» ACTION ITEM
Would you reproduce exactly the lines below from the one holding "Target: yellow net tape" through the one holding "Target: white pitch line", inclusive, and no others?

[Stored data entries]
....

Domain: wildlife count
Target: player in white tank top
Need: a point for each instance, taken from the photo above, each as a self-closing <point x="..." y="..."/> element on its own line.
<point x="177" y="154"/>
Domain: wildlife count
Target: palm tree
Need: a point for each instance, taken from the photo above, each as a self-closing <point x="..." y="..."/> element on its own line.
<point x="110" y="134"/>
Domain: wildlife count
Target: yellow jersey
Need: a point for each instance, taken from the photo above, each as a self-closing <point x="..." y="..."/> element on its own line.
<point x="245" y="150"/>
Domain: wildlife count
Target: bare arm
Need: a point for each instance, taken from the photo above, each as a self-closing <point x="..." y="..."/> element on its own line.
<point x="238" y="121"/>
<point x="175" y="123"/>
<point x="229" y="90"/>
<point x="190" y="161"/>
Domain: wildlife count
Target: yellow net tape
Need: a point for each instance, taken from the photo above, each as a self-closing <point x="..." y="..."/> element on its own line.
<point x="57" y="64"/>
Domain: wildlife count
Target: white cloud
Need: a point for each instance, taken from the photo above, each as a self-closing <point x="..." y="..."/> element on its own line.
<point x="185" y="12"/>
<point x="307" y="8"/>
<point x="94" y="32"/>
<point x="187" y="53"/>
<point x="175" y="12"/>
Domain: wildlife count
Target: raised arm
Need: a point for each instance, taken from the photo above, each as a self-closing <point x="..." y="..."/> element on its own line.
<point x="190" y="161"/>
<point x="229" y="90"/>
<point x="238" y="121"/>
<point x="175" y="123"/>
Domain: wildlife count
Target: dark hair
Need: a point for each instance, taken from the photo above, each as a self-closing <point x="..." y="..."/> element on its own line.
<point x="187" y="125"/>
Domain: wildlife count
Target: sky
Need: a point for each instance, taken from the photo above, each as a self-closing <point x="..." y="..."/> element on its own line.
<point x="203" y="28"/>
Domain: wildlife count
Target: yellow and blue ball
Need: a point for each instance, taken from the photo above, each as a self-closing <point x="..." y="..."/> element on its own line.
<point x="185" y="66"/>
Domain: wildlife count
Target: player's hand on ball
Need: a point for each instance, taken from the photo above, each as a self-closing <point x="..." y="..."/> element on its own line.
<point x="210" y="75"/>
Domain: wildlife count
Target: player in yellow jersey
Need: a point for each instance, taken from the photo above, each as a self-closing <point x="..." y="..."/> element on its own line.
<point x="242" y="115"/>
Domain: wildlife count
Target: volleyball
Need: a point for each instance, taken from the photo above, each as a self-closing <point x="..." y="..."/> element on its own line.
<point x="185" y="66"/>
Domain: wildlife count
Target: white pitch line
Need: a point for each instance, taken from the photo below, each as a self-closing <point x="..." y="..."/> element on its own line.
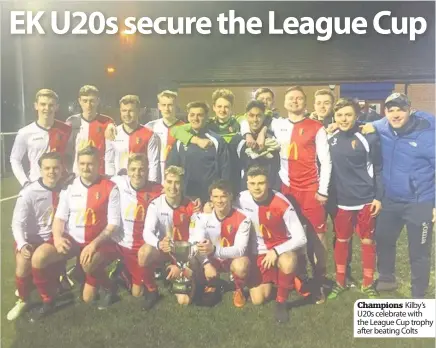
<point x="8" y="198"/>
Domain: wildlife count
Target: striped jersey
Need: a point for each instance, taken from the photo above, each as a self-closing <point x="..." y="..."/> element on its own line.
<point x="89" y="209"/>
<point x="34" y="141"/>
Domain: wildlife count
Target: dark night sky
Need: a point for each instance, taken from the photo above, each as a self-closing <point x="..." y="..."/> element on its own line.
<point x="64" y="63"/>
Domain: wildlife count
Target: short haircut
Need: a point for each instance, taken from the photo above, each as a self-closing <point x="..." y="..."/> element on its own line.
<point x="222" y="185"/>
<point x="224" y="93"/>
<point x="136" y="157"/>
<point x="88" y="90"/>
<point x="343" y="102"/>
<point x="167" y="93"/>
<point x="295" y="88"/>
<point x="174" y="170"/>
<point x="257" y="170"/>
<point x="89" y="151"/>
<point x="255" y="104"/>
<point x="262" y="90"/>
<point x="46" y="93"/>
<point x="130" y="99"/>
<point x="198" y="104"/>
<point x="49" y="155"/>
<point x="325" y="92"/>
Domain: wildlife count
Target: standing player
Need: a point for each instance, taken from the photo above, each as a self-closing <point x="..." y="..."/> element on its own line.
<point x="162" y="127"/>
<point x="223" y="238"/>
<point x="136" y="192"/>
<point x="31" y="226"/>
<point x="357" y="176"/>
<point x="87" y="217"/>
<point x="280" y="236"/>
<point x="89" y="128"/>
<point x="46" y="134"/>
<point x="304" y="144"/>
<point x="131" y="137"/>
<point x="168" y="219"/>
<point x="202" y="167"/>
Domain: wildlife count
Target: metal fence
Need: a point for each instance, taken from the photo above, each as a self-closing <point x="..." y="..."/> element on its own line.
<point x="6" y="143"/>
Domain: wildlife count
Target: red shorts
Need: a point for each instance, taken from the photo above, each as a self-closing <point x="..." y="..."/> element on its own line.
<point x="130" y="260"/>
<point x="346" y="221"/>
<point x="258" y="274"/>
<point x="308" y="208"/>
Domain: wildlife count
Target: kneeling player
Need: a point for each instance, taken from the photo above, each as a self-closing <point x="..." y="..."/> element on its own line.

....

» TASK RESPONSE
Target: yellow net tape
Need: a point for each instance, taken from the photo above, each as a self-closing <point x="..." y="..."/> element on its own line.
<point x="57" y="64"/>
Domain: wildlife count
Target: white cloud
Need: a point for each instance, taken from the photo above, each as a self-closing <point x="..." y="..."/> element on its own line.
<point x="185" y="12"/>
<point x="307" y="8"/>
<point x="94" y="32"/>
<point x="187" y="53"/>
<point x="175" y="12"/>
Domain: wildlife count
Target: raised arm
Need: a point for each instance, taken from the photo above, each as a self-closing <point x="..." y="..."/> element on its own line.
<point x="190" y="161"/>
<point x="229" y="90"/>
<point x="238" y="121"/>
<point x="175" y="123"/>
Domain: wildlife count
Target: dark hair
Need: a point for each instance, taken from the photo above, each as a self-closing <point x="..." y="..."/> element on its own line.
<point x="187" y="125"/>
Domain: wildlife count
Target: sky
Need: a point for each instance, taken from the photo above, each as a self-closing <point x="..." y="..."/> element on its own line.
<point x="203" y="28"/>
Domain: wildlife count
Target: yellow and blue ball
Need: a point for each instance, taken from the photo above, each as a self-closing <point x="..." y="..."/> element on its own line.
<point x="185" y="66"/>
Domain: wildlife count
Target: player's hand on ball
Need: a point for each instance, taken from the photo above, each as a self-closing <point x="..." y="..."/> element on its own line.
<point x="210" y="75"/>
Domain: wildlife count
Target: player in yellow jersey
Need: a point for each instance, taken from the photo above, each as a self-closing <point x="..." y="..."/> element on its own line.
<point x="242" y="115"/>
Domain: wildlife count
Target: volleyball
Need: a point for each instance, taken from the photo above, each as a self-closing <point x="..." y="..."/> element on its own line.
<point x="185" y="66"/>
Domain: wildlife count
Target: white pitch line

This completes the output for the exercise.